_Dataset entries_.
--------------------------------------------------

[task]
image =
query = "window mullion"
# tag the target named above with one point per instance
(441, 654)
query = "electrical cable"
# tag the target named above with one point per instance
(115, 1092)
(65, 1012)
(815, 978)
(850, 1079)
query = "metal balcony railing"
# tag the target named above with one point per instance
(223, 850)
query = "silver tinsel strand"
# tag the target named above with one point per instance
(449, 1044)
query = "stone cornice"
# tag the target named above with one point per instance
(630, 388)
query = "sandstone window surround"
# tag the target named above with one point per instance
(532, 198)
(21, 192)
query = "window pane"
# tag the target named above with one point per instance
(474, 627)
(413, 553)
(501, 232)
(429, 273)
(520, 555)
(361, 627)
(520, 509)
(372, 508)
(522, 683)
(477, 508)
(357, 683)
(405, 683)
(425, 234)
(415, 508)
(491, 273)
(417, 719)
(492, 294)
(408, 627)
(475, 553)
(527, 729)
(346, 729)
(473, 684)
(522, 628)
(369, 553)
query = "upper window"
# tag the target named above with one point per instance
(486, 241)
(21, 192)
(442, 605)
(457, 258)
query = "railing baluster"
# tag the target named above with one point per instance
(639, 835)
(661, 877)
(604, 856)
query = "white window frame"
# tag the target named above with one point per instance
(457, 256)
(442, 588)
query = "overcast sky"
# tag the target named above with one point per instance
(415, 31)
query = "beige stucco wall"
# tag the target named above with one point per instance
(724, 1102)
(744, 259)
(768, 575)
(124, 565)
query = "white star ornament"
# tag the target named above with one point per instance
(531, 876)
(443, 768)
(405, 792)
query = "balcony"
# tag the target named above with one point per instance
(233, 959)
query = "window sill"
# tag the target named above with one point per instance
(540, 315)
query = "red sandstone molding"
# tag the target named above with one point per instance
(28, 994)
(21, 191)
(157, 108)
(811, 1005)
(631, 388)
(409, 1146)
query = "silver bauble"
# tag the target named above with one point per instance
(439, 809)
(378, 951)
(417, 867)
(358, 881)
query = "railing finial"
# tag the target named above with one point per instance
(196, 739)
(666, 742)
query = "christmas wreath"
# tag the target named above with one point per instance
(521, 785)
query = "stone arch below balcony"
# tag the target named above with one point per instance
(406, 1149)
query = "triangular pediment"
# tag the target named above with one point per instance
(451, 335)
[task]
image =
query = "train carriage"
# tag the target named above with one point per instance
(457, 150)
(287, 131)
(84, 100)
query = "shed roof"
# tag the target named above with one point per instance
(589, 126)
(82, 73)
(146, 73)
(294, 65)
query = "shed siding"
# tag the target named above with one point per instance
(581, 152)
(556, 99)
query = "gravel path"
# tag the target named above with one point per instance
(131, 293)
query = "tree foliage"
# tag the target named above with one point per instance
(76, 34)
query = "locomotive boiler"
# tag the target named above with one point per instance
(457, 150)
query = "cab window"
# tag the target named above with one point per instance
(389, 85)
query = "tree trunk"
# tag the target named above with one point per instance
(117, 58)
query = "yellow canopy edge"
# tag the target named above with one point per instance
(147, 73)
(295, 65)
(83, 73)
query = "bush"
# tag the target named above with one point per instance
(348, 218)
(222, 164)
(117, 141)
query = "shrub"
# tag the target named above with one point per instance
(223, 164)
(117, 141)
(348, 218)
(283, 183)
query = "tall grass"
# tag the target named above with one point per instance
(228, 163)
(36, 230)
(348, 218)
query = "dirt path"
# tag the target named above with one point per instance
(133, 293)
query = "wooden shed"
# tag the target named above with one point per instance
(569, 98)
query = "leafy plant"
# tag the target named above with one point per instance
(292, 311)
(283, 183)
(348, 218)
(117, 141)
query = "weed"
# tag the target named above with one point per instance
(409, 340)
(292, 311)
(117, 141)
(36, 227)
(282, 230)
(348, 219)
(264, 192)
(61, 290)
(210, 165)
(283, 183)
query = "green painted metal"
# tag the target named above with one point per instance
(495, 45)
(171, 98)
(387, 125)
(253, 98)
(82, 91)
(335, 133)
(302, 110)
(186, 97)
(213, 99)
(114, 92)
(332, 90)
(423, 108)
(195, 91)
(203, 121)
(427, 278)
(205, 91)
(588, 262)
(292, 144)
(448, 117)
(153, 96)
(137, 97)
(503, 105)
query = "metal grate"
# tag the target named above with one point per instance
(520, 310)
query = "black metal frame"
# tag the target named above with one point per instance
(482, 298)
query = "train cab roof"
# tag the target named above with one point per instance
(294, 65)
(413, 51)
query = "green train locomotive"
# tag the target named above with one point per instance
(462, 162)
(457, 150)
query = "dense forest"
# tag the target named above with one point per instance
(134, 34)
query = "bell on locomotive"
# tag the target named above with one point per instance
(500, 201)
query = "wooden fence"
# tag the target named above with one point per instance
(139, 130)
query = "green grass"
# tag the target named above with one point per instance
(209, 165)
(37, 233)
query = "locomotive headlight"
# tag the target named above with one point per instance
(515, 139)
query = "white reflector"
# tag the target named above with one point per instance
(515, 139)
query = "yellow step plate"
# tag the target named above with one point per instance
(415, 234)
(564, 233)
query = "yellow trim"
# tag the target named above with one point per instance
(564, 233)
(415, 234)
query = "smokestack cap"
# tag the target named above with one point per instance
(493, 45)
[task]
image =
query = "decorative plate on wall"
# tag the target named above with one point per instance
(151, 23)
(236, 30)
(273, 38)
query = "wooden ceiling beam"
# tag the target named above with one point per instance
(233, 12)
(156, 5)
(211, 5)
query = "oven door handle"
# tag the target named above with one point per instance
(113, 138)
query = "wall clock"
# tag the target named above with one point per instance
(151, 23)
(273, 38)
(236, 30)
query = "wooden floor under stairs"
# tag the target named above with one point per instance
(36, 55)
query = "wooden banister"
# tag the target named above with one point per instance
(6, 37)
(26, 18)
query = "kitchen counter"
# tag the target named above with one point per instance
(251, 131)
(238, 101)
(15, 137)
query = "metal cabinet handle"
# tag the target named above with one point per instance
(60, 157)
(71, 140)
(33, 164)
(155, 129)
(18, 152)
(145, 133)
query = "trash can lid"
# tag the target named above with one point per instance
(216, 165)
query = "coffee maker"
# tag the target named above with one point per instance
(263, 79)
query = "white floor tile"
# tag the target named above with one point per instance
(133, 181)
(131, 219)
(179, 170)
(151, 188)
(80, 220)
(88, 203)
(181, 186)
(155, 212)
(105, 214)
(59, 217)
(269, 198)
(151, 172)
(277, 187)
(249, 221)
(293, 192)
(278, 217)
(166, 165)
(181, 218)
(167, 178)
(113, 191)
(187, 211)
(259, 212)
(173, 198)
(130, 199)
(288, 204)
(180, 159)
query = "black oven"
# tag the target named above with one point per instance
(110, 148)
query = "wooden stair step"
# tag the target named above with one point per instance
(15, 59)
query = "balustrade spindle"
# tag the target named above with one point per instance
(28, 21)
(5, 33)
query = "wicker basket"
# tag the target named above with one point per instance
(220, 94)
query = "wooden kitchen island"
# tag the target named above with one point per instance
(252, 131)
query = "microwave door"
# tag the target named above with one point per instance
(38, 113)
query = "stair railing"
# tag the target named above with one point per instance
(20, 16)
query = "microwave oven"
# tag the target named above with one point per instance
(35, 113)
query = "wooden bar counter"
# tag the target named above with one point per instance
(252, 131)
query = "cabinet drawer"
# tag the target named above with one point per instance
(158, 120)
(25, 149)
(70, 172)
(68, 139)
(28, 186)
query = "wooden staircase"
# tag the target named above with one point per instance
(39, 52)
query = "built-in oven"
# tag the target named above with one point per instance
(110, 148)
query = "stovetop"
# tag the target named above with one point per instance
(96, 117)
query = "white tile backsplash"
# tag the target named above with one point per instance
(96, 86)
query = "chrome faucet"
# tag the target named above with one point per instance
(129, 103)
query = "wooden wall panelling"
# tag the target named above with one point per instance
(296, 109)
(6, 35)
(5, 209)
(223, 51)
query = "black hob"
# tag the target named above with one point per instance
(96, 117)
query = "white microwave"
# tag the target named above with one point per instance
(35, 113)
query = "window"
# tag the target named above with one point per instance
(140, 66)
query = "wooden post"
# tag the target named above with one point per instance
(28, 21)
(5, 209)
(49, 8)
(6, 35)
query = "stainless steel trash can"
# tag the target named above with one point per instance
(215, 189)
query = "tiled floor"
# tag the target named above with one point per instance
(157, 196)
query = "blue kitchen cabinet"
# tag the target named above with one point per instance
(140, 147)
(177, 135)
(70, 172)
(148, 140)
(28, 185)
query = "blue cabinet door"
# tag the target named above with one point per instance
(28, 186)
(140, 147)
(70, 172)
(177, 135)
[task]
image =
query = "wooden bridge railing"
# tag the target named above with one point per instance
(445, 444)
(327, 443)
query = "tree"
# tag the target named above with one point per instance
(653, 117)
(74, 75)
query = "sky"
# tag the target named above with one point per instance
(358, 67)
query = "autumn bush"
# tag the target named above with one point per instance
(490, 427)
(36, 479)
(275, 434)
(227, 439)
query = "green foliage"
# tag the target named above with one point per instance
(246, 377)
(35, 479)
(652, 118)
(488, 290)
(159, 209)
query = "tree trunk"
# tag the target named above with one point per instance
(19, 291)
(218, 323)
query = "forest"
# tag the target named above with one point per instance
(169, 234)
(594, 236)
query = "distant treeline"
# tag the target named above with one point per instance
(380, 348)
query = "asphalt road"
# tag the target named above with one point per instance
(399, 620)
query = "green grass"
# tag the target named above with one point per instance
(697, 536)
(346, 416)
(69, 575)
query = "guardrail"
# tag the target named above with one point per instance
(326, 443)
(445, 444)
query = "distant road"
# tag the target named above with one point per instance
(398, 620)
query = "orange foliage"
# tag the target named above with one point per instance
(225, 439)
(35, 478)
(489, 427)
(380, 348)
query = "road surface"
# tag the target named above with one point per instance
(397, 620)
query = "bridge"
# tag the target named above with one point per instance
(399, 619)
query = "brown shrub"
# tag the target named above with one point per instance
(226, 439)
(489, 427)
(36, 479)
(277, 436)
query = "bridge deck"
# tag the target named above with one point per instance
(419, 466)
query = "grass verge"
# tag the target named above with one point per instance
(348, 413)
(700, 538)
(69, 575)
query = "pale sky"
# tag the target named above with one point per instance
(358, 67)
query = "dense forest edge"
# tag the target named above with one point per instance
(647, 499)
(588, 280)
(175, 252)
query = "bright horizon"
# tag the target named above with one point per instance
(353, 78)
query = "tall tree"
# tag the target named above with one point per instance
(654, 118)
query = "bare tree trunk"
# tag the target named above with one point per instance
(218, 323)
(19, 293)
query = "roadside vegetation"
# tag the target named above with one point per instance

--------------------------------------------------

The result should be every line that contains "trash", copied from the entries.

query = "trash can lid"
query = "stainless steel trash can"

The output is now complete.